# What is needed
Can you express the rows below as a JSON list of strings, one string per line, with blank lines and pictures left out?

# Given records
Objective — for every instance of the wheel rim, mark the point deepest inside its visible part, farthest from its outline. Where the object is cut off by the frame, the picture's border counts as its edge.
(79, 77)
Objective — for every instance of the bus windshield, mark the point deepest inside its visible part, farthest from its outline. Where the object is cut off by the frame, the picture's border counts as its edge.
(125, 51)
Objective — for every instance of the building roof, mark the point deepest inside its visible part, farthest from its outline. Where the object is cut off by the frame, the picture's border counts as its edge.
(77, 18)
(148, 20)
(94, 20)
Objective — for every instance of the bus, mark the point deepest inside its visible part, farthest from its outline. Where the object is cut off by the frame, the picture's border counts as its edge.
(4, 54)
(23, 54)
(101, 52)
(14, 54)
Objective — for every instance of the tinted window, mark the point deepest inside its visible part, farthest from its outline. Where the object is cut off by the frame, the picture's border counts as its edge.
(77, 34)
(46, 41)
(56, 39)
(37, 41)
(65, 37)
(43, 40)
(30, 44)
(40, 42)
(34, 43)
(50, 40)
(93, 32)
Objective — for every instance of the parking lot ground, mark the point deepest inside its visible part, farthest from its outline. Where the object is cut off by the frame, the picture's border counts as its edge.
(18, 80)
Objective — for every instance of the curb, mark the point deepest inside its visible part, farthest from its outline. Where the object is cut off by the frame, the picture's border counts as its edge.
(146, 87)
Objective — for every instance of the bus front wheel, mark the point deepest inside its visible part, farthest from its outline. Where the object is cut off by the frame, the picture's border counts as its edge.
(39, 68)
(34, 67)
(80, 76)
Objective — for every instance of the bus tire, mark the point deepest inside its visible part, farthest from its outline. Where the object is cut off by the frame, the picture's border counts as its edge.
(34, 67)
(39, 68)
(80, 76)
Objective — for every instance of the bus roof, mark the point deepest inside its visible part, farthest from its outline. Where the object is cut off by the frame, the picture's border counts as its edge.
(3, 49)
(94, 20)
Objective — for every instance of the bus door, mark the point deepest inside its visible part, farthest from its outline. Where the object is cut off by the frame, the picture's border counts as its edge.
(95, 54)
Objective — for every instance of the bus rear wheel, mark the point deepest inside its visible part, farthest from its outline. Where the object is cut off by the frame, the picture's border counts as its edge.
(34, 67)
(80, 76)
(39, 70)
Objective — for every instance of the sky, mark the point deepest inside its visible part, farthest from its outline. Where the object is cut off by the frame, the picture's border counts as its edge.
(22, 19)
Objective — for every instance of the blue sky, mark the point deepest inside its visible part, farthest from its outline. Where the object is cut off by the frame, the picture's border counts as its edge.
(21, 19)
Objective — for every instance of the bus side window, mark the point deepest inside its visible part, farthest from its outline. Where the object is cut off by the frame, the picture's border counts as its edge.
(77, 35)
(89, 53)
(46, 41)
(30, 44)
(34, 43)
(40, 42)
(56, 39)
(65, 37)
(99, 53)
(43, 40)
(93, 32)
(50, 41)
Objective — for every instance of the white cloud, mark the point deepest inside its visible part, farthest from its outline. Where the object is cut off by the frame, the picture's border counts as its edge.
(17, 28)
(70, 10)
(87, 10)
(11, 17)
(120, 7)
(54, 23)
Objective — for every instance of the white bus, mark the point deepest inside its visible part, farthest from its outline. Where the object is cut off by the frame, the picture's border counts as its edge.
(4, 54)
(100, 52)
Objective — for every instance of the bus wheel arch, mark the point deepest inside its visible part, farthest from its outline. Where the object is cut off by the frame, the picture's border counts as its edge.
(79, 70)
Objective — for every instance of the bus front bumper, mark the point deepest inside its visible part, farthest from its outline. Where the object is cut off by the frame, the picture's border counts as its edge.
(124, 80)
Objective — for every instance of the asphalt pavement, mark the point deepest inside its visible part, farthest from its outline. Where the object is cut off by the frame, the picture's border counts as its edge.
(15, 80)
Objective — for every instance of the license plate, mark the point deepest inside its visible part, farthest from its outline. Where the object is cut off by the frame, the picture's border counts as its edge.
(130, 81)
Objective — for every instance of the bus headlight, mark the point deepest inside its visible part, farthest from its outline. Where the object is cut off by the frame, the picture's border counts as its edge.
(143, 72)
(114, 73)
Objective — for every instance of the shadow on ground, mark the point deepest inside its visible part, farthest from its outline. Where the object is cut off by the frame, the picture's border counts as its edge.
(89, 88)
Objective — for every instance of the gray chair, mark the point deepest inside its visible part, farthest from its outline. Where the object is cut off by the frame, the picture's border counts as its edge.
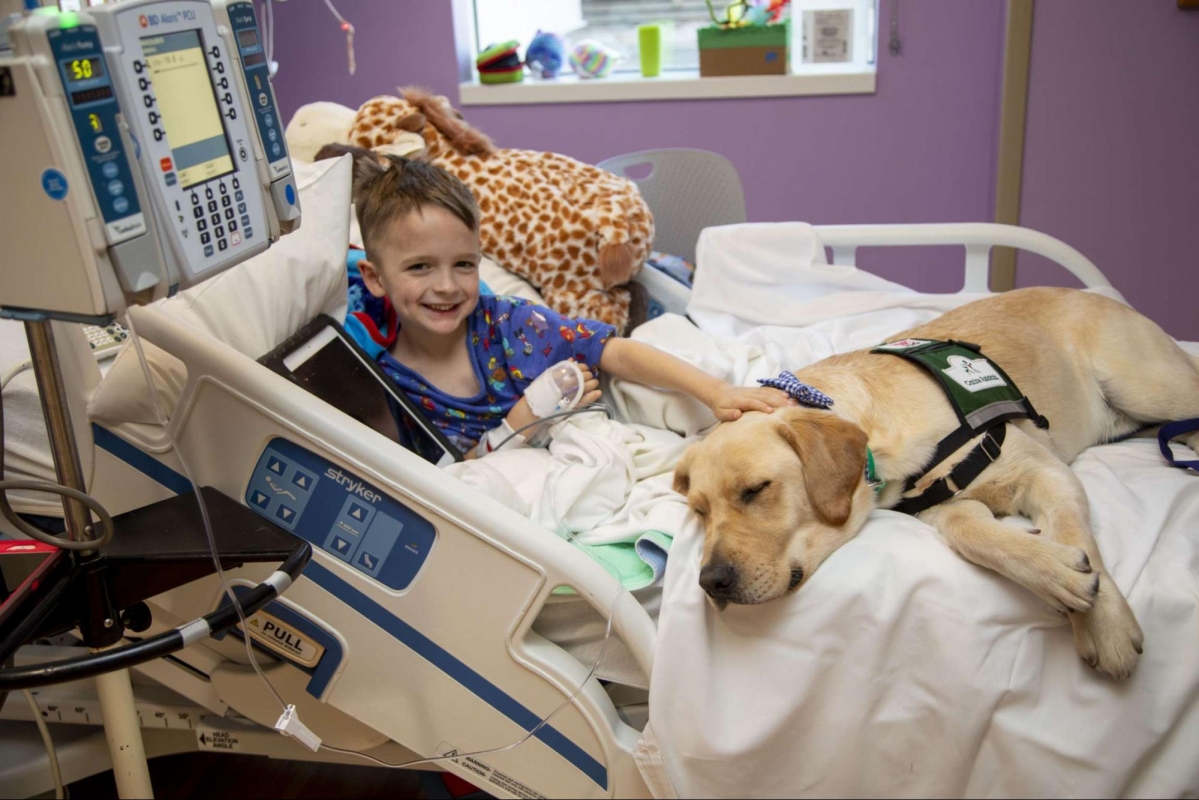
(686, 190)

# Task answer
[
  "Objective — for every instance of the wheel rim, mark the point deepest inside its visible part, farthest from its outline. Where the object is cut off by the frame, the picture's border counts as its edge.",
  "(79, 77)",
  "Objective — for every instance of the bus windshield, mark the point deepest inside its visible part, farthest from its outline. Where the object is cut off by the frame, the picture's border counts as its edge.",
  "(125, 51)",
  "Objective — for every instance of the building roof, mark the point deepest inside its visible part, farthest from its outline. Where the object is cut off by the frame, the picture's border counts as its edge.",
  "(77, 18)",
  "(148, 20)",
  "(94, 20)",
  "Objective — for every instance of the bus, mark the point deepest inside its visible part, farthest from its outline. Where the object is cut off by the frame, the picture's border counts as its edge.",
  "(4, 54)",
  "(23, 54)",
  "(101, 52)",
  "(14, 54)",
  "Objective — for every instance of the tinted window, mark the point deepest inside its visible part, farthest from its outline. Where the object is cut off by the frame, the picture's border counts as its edge.",
  "(77, 34)",
  "(46, 41)",
  "(56, 39)",
  "(37, 41)",
  "(65, 37)",
  "(43, 40)",
  "(30, 44)",
  "(40, 42)",
  "(34, 43)",
  "(50, 40)",
  "(93, 32)",
  "Objective — for every instance of the parking lot ground, mark the point deepest inside its visible part, farthest from its outline. Where the object is cut off by the frame, the picture's border counts as its edge.",
  "(18, 80)",
  "Objective — for every instance of the curb, mark the point deepest inside its visible part, farthest from its outline. Where the object is cut off by the frame, the picture's border counts as its edge.",
  "(146, 87)",
  "Objective — for every instance of the bus front wheel, mark the point deepest inside its visible part, farthest from its outline. Where the object is cut off by the frame, the picture's border counts as its edge.",
  "(39, 68)",
  "(34, 67)",
  "(80, 76)",
  "Objective — for every instance of the bus tire, mark the point deepest inside its visible part, farthest from its outline. Where the object is cut off by the frame, the picture's border counts as its edge.",
  "(34, 67)",
  "(39, 68)",
  "(80, 76)",
  "Objective — for every instance of the bus roof, mark the point deepest inside its visible part, farthest from its outline. Where the object is cut off by the frame, the picture's border counts as its edge.",
  "(3, 49)",
  "(94, 20)",
  "Objective — for every instance of the bus door, mark the point deepest inside its visible part, farthest from its outline. Where the object is cut off by the frame, the picture's border counts as its edge.",
  "(95, 54)",
  "Objective — for every instance of the bus rear wheel, mark the point deepest inside its visible part, farthest from its outline. Where the object is cut off by the frame, the picture's border counts as its edge.",
  "(34, 67)",
  "(80, 76)",
  "(39, 70)",
  "Objective — for every instance of the sky, mark the point deepest inside its visible part, farthest from its outline. Where the object is cut off by the frame, the picture's border counts as its edge.",
  "(22, 19)",
  "Objective — for every instance of the blue sky, mark the point deepest inside its visible part, farthest from its outline. Where the object is cut off by the frame, the picture's border counts as its edge.",
  "(21, 19)",
  "Objective — for every instance of the bus side window, mark the point deepest inside its visible part, farthest from its outline. Where the object is cut off by the frame, the picture's border counts as its edge.",
  "(77, 35)",
  "(89, 53)",
  "(46, 41)",
  "(30, 44)",
  "(34, 43)",
  "(40, 42)",
  "(56, 39)",
  "(65, 37)",
  "(99, 53)",
  "(43, 40)",
  "(93, 32)",
  "(50, 41)",
  "Objective — for every instance of the white cloud, mark the point deepest inside its visible part, farthest from its outline. Where the object is cut off by the frame, the picture's border counts as its edge.",
  "(17, 28)",
  "(70, 10)",
  "(87, 10)",
  "(11, 17)",
  "(120, 7)",
  "(54, 23)",
  "Objective — for every instance of the white bus, mark the point deepest inside its visible part, farthest from its outline. Where the object is cut off by the frame, the picture's border counts as its edge.",
  "(4, 54)",
  "(100, 52)",
  "Objective — for every instance of the bus wheel arch, mark the point deepest inside its visible part, farthest from its outline. Where the object is cut off by the frame, the picture's border counts as its edge.",
  "(79, 70)",
  "Objective — for every instance of the bus front bumper, mark the point deepest inside its visible part, farthest from its outline. Where the object is cut off by the frame, the picture's border counts as its edge.",
  "(124, 80)",
  "Objective — for every instance of the asphalt pavement, mark the point deepest inside its visible part, farthest from its outline. Where the object is cut off by the frame, the picture's border counts as its edge.",
  "(15, 80)",
  "Objective — for every instance of the license plate, mark the point deepest inside its visible part, farthest from its outline. Where the object is cut off by the frame, the picture's border counts as its edge.",
  "(130, 81)",
  "Objective — for every instance of the bus headlight, mark the point deepest inside its visible part, farthest from its outline. Where the object is cut off by the frame, the picture's border counts as its edge.",
  "(143, 72)",
  "(114, 73)",
  "Objective — for every instance of the shadow on ground, mark the point deepest inside its visible part, farthest from its outline. Where the object is cut off by the frame, the picture's border counts as its edge.",
  "(89, 88)",
  "Objective — for every instance of the gray chair, mark the point deepest inside its visible part, farthest from its outline. Where the object is cut off by the frame, the picture's border counts as its edge.",
  "(686, 190)"
]